• [Texte]
════
Tardi-Manchette Ô dingos, ô châteaux

Après Le Petit Bleu de la côte Ouest et La Position du tireur couché, Jacques Tardi a poursuivi sa mise en images des polars de Jean-Patrick Manchette par le surprenant Ô dingos, ô châteaux ! (Futuropolis). Noir à souhait, ce nouvel album nous saisit comme une grenade à fragmentation. Éclaboussures de sang comprises…
Troisième œuvre de Manchette, Ô dingos, ô châteaux ! se montre parfois maladroite, selon François Guérif (qui signe une belle préface), mais elle installe pour la première fois l'auteur dans le sacro-saint univers des polars. Le coup d'essai se transforme en coup de maître car Manchette obtient le Grand Prix de la littérature policière 1973 avec ce titre. Amateur du genre mais version US, il en a repris les codes et signait ici un road movie atypique, cinglant et déjanté.
════
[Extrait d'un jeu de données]
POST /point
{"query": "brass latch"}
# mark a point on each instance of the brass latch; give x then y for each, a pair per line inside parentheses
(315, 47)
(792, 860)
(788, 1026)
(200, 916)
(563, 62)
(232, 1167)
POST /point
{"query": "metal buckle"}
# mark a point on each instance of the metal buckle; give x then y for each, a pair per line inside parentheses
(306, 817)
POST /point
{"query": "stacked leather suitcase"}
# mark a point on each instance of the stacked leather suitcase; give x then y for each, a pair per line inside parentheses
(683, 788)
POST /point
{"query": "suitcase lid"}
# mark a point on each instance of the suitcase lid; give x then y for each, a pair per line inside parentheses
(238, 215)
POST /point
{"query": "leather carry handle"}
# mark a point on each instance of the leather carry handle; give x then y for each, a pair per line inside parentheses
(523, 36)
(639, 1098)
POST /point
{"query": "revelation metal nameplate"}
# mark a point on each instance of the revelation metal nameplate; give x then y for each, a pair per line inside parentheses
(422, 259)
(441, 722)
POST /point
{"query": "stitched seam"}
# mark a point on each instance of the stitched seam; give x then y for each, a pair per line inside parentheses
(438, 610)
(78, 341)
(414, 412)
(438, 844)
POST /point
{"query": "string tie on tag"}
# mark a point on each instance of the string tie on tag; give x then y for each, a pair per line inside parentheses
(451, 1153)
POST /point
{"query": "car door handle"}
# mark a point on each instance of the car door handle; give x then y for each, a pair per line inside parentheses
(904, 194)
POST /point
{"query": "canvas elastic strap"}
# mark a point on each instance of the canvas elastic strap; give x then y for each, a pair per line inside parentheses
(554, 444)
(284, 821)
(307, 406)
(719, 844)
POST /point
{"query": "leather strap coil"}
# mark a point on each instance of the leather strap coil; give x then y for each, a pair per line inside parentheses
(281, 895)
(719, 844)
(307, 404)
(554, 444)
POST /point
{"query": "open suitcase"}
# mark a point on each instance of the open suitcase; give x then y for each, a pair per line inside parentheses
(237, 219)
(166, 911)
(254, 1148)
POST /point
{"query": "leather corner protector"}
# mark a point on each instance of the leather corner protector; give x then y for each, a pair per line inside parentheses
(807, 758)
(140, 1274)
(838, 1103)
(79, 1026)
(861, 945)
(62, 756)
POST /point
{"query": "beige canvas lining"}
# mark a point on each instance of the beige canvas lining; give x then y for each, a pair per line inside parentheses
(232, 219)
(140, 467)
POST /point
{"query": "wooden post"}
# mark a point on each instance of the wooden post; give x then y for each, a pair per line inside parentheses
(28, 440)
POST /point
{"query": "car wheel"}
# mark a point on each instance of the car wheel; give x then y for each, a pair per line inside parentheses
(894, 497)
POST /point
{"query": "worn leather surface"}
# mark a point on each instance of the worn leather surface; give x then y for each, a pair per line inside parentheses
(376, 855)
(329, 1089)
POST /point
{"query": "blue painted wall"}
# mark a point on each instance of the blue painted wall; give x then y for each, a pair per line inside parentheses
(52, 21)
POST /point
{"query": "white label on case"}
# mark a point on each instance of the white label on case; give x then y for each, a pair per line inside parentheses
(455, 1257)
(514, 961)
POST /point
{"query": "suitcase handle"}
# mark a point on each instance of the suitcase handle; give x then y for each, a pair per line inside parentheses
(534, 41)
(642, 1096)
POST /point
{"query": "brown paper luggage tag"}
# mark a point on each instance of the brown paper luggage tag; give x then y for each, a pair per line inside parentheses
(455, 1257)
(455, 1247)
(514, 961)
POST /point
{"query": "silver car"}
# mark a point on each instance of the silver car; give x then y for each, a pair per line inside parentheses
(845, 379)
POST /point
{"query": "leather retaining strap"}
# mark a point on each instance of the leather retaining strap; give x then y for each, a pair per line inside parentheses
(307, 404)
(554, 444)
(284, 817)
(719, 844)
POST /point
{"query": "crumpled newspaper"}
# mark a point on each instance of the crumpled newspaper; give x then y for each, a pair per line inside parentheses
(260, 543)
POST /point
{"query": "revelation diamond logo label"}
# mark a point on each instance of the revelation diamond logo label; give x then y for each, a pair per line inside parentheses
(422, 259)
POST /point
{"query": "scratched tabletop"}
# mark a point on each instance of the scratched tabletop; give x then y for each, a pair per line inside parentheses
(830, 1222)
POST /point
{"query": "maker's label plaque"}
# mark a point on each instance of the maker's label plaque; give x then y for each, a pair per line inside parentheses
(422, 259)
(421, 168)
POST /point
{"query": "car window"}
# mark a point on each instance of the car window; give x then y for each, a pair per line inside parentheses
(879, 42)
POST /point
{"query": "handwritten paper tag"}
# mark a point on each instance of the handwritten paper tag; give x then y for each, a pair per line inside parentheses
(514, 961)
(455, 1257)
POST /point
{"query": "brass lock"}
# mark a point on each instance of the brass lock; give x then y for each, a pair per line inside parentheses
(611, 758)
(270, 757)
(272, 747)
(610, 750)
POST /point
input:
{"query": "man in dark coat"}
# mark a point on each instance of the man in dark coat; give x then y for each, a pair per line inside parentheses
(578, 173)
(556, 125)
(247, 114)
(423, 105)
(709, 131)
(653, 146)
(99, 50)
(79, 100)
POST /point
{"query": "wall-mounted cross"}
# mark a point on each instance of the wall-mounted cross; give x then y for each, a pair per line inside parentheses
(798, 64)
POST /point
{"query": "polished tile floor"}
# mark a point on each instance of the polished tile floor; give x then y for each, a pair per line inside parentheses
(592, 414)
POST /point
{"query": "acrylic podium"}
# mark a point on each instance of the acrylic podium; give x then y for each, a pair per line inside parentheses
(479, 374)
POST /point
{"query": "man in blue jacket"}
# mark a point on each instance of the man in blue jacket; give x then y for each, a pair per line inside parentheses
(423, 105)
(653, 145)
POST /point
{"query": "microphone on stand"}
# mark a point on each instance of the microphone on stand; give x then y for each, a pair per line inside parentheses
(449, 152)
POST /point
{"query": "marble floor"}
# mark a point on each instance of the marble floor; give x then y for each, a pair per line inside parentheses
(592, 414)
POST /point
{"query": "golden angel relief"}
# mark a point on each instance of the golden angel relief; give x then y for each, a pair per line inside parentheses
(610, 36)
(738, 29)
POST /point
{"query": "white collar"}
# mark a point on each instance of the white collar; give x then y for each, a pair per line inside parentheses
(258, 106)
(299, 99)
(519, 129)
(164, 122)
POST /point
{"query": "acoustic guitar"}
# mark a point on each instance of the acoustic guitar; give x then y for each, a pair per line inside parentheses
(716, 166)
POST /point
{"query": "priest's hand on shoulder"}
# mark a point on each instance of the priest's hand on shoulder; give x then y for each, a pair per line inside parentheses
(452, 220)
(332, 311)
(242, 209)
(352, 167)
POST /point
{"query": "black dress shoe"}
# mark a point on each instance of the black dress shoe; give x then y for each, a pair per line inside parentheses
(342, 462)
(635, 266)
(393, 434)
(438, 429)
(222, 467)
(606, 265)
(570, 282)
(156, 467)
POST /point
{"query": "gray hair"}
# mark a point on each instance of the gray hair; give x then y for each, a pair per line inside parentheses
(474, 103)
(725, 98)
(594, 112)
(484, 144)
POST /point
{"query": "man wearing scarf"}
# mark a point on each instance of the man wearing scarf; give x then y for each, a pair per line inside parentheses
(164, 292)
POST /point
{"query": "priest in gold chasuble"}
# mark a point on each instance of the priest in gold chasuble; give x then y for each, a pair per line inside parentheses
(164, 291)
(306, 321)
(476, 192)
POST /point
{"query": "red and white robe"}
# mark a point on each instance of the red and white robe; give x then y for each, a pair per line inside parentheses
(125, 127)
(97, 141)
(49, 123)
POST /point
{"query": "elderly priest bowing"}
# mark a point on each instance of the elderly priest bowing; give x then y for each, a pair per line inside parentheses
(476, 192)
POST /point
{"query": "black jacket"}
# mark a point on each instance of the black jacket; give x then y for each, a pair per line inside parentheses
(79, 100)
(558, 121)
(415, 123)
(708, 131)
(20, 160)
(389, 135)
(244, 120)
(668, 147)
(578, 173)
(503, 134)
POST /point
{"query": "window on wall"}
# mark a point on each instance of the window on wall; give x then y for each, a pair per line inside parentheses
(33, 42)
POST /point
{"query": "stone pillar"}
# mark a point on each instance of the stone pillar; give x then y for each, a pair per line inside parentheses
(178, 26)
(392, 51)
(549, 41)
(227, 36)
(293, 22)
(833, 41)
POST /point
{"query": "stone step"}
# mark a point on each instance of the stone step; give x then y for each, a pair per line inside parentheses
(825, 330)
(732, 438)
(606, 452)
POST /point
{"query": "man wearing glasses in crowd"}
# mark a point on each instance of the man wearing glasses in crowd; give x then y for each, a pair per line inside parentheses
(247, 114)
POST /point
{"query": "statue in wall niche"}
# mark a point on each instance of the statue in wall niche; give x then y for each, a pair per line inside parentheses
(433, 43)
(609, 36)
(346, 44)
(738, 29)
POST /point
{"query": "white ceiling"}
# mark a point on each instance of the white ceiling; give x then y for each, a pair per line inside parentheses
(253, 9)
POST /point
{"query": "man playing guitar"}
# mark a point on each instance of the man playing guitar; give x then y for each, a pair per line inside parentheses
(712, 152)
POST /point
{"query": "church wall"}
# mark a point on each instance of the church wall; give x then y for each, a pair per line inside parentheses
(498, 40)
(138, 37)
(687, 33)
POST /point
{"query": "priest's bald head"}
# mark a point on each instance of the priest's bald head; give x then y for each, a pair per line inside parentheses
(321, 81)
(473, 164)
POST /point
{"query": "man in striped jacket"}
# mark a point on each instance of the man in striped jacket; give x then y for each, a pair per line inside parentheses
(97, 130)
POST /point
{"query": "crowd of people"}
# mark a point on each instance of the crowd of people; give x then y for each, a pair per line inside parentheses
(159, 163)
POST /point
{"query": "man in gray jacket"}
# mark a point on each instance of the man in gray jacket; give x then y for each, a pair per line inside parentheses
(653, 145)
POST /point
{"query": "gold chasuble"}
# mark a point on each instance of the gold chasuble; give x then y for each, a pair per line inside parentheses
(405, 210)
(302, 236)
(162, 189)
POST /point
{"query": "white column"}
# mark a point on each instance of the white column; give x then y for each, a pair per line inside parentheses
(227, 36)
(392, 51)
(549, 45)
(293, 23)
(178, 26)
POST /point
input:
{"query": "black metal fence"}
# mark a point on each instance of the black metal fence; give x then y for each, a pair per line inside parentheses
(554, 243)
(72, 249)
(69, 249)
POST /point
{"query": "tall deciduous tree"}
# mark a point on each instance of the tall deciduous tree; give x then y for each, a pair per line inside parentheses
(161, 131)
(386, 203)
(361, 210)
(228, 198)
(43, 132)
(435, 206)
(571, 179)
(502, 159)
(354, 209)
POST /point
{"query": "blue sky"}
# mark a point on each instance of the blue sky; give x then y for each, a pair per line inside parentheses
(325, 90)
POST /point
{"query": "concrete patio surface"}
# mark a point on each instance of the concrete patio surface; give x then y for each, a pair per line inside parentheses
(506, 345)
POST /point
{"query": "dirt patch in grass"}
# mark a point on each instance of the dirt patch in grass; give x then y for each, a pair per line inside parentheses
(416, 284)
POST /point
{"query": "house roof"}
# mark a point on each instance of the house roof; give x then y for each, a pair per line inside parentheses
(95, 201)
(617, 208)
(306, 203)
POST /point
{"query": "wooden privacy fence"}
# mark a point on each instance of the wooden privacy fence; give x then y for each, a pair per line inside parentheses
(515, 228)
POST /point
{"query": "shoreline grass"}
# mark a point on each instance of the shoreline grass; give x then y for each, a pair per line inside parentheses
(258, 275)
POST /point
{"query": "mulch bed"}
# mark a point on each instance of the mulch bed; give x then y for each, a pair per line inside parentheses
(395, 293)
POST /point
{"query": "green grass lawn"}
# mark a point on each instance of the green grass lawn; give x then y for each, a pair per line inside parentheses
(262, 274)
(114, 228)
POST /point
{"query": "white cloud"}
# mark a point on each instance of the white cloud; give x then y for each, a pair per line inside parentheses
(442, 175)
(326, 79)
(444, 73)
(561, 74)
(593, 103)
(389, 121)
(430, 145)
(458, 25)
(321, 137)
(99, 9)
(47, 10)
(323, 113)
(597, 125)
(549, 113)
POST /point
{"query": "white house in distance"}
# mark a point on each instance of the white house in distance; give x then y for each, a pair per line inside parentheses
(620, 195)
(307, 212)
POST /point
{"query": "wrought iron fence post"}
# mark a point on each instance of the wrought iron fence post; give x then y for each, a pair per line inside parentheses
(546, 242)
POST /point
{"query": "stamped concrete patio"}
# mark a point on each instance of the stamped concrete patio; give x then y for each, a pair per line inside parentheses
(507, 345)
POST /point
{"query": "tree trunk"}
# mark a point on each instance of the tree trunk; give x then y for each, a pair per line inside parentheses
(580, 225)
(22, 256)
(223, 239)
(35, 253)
════
• [Tâches et exercices]
[1] Extrayez des entrées chaque ligne où figure le mot « retaining ».
[2] Reprenez le texte consacré à l'album de Tardi tiré du roman de Manchette et poursuivez-le après sa dernière phrase.

• [Corrigé de l'exercice]
[1]
{"query": "leather retaining strap"}
# mark a point on each instance of the leather retaining strap; give x then y for each, a pair per line inside parentheses

[2]
Avant de se terminer dans un bain de sang quasi apocalyptique et décapant, l'histoire prend sa source d'hémoglobine dans le rapt d'un enfant, Peter, et de sa nurse, Julie. Cette dernière sort d'un institut psychiatrique et a été embauchée par Michel Hartog, un puissant industriel philanthrope, pour garder son jeune neveu. Tout dérape quand Thompson, tueur à gages plus torturé par son estomac que par ses victimes, les kidnappe. Mais Julie n'est pas aussi bête qu'on peut le croire et va défendre le petit bec et ongles.
Pour sa troisième adaptation, Tardi maîtrise son sujet et colle à la peau de ce polar violent. Son road movie est un modèle du genre. Grâce à son sens du rythme, on arrive déjà bien amoché avant le grand final dans le «château» du Massif Central. La suite est une orgie de sang, de chair et d'os à l'ombre des vieilles pierres. Du grand art !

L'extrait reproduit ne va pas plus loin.